» **REQUIREMENT**
Output as a JSON list of strings the lines of the listing below, starting at the line that contains "Expected behavior: point out the eroded" and ending at the end of the listing, one string per line with blank lines omitted.

(Object position labeling listing)
⁂

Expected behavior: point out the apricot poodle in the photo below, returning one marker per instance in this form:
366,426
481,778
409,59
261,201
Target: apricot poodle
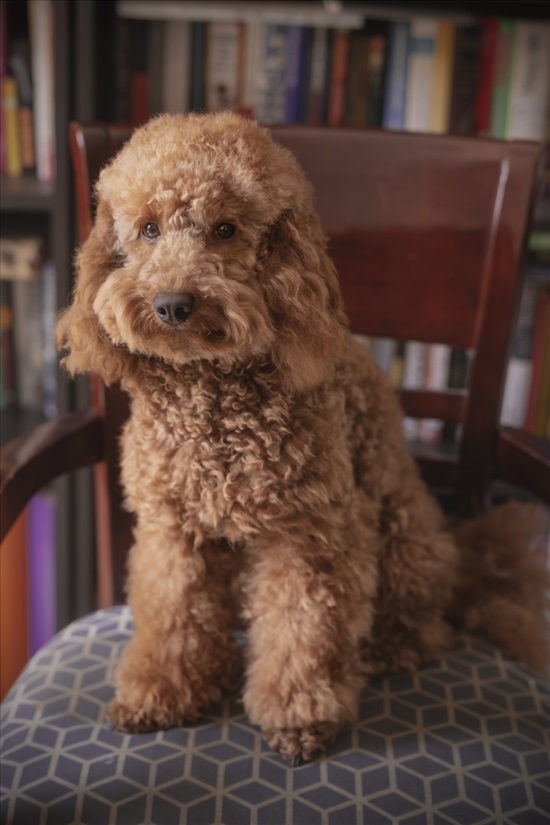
264,458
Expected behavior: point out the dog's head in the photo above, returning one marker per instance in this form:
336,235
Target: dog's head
206,245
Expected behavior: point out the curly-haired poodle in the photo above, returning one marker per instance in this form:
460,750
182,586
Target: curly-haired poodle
264,458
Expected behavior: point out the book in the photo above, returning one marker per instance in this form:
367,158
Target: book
41,549
502,69
485,80
529,97
338,77
176,70
223,65
140,105
20,265
376,72
14,627
443,77
383,350
10,118
519,370
436,377
298,54
537,415
122,85
420,74
155,66
357,85
21,71
42,71
8,387
254,34
395,91
466,73
197,101
414,369
3,73
270,82
458,376
319,74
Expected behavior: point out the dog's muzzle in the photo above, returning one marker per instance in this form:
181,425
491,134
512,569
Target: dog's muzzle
174,307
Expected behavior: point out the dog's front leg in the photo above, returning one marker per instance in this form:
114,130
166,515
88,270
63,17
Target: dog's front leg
182,652
308,613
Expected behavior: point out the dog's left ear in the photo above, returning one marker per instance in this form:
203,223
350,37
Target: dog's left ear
302,293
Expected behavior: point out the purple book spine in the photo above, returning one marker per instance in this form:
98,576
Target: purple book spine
42,589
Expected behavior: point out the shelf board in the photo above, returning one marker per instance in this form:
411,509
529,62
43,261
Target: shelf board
300,13
16,422
26,194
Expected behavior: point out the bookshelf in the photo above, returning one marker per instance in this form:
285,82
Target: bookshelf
90,84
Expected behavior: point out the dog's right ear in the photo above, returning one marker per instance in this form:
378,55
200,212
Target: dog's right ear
87,346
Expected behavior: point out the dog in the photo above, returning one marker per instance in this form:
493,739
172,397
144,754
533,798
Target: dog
264,459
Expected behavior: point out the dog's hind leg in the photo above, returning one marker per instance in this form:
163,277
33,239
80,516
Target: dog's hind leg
308,611
182,653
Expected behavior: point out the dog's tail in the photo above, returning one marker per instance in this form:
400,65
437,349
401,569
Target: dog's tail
504,581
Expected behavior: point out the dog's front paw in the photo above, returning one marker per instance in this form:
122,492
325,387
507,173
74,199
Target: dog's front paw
156,704
299,745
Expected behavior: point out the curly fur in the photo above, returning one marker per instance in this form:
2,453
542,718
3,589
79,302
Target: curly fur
264,458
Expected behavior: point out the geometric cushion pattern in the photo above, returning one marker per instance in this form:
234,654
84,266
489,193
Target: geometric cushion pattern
464,740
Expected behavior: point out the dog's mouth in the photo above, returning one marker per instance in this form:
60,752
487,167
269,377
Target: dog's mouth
215,335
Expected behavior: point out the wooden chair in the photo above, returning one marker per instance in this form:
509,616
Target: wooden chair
428,234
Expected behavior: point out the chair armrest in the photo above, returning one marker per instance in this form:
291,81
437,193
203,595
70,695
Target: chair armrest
33,459
523,459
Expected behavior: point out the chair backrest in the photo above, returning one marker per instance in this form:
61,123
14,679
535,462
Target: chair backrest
428,234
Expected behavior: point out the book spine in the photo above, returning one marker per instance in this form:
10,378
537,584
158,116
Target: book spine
122,72
443,77
436,377
155,66
271,88
176,66
223,65
14,624
538,403
501,78
420,73
319,60
41,569
10,108
396,76
339,77
3,73
466,72
527,114
413,378
485,81
8,387
20,65
42,68
376,70
198,66
296,72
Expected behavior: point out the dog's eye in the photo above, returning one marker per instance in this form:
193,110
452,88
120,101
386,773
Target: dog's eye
225,231
150,231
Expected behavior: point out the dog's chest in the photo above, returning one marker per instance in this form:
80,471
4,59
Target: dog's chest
227,452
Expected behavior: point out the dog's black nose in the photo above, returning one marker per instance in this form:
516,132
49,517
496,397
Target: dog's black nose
174,307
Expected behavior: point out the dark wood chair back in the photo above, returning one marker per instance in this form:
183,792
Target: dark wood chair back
428,234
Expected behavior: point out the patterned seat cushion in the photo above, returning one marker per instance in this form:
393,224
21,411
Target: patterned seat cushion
465,740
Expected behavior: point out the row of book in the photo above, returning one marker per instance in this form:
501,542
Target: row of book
27,129
28,307
484,76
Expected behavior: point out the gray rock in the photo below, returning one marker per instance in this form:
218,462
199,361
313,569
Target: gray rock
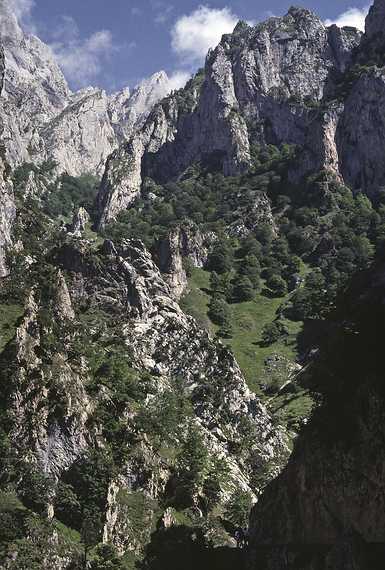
261,85
7,205
44,120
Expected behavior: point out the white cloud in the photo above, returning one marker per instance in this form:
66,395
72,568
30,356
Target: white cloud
178,79
82,59
193,34
354,17
23,12
21,8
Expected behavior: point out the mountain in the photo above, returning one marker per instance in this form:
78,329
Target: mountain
326,509
7,206
44,120
269,84
168,336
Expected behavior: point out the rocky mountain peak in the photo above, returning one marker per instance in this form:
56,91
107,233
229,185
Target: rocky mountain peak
375,20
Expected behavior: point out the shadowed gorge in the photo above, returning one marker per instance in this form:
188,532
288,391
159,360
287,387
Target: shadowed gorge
192,307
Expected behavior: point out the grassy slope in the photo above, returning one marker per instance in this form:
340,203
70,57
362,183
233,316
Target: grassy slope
9,315
248,321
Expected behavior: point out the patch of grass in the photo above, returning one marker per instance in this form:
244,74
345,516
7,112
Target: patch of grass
248,320
9,316
291,406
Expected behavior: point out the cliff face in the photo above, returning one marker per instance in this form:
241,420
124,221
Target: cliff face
106,375
326,510
44,120
261,85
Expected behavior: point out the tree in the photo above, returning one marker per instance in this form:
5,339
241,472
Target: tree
221,258
219,311
272,332
277,286
238,508
106,558
215,282
251,246
243,289
192,467
251,268
226,330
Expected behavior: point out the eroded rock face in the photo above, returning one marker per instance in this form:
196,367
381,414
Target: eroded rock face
260,85
326,509
52,441
7,205
375,21
183,243
169,344
361,133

⁂

» **RESULT FOR THIS EXERCISE**
[
  "Expected behavior: point out the eroded rock face in the photo above, returning one marker per instance in this form:",
  "196,367",
  "381,414",
  "Target: eroded rock face",
  "260,85",
  "326,509",
  "52,441",
  "7,205",
  "375,21",
  "183,243",
  "169,344",
  "361,133"
]